The exercise: Reproduce the part of the Weinstein trial passage below, starting at "The defense's first" and ending at "or two old.".

Passage provided:
The defense's first witness, an industry executive who remains a Weinstein ally, seemed blindsided when a prosecutor confronted him with text messages that appeared to justify the movie mogul's behavior and bash his accusers.

Paul Feldsher, a former agent who once knew accuser Annabella Sciorra, scolded Weinstein in November 2018 for “behaving like a cad.” But in another message read to the jury, he stuck up for Weinstein, telling him: “I think the dog pile of actresses who are suddenly brave and recalling repressed memories are hideous.”

On Friday, the defense is expected to call is a psychologist who specializes in memory. The defense is looking to raise doubts about the women's recollections of encounters that in some cases are more than a decade or two old.

The criminal charges at the trial in New York City are based on two allegations: that Weinstein raped a woman in March 2013 and that he forced oral sex on another woman in 2006. The allegations against Weinstein helped fuel the #MeToo movement. If convicted, he could spend the rest of his life in prison.

Weinstein, 67, maintains that any sexual encounters were consensual but taking the witness stand to say so could be risky.

“I tell my clients once you take the stand you have lost your shield, which is me, and you are on your own,” said defense lawyer Brian McMonagle, who helped secure a mistrial in Bill Cosby’s first sexual assault trial in 2017. Cosby was later convicted.

Record excerpts:
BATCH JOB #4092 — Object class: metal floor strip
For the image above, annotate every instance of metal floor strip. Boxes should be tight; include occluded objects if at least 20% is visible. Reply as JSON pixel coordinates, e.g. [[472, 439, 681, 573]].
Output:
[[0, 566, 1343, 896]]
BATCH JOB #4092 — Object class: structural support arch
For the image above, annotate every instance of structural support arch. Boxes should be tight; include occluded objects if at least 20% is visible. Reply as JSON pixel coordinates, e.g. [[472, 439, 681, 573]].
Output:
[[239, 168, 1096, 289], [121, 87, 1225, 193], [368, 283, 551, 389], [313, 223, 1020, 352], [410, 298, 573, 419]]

---

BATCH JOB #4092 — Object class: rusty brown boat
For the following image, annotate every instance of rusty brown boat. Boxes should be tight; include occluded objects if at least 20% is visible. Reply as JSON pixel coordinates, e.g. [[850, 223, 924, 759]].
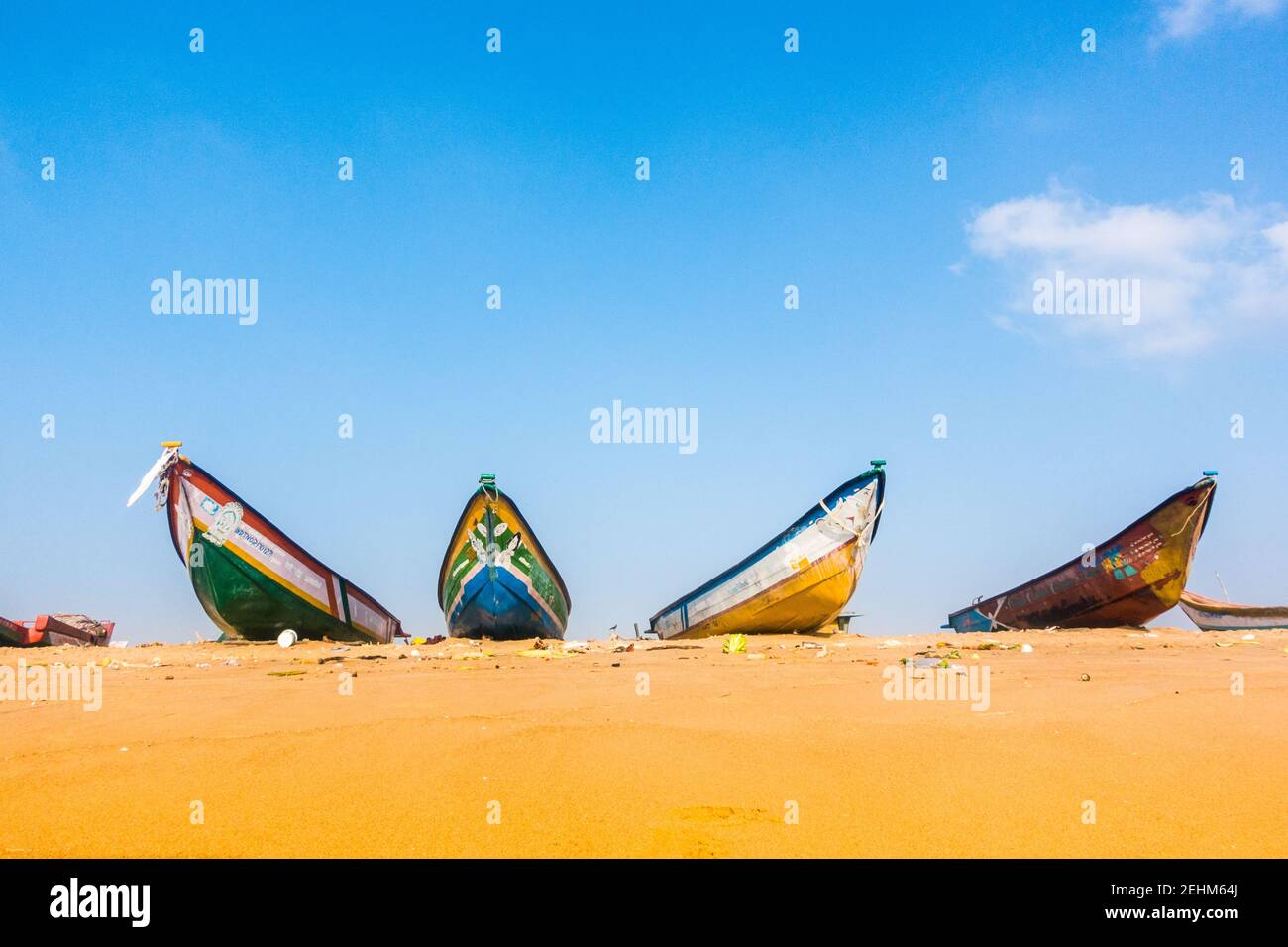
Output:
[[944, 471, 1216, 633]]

Output below:
The defense's first witness, an industry executive who remains a Weinstein ally, seemed blindsided when a prosecutor confronted him with text messages that appeared to justify the movie mogul's behavior and bash his accusers.

Paul Feldsher, a former agent who once knew accuser Annabella Sciorra, scolded Weinstein in November 2018 for “behaving like a cad.” But in another message read to the jury, he stuck up for Weinstein, telling him: “I think the dog pile of actresses who are suddenly brave and recalling repressed memories are hideous.”

On Friday, the defense is expected to call is a psychologist who specializes in memory. The defense is looking to raise doubts about the women's recollections of encounters that in some cases are more than a decade or two old.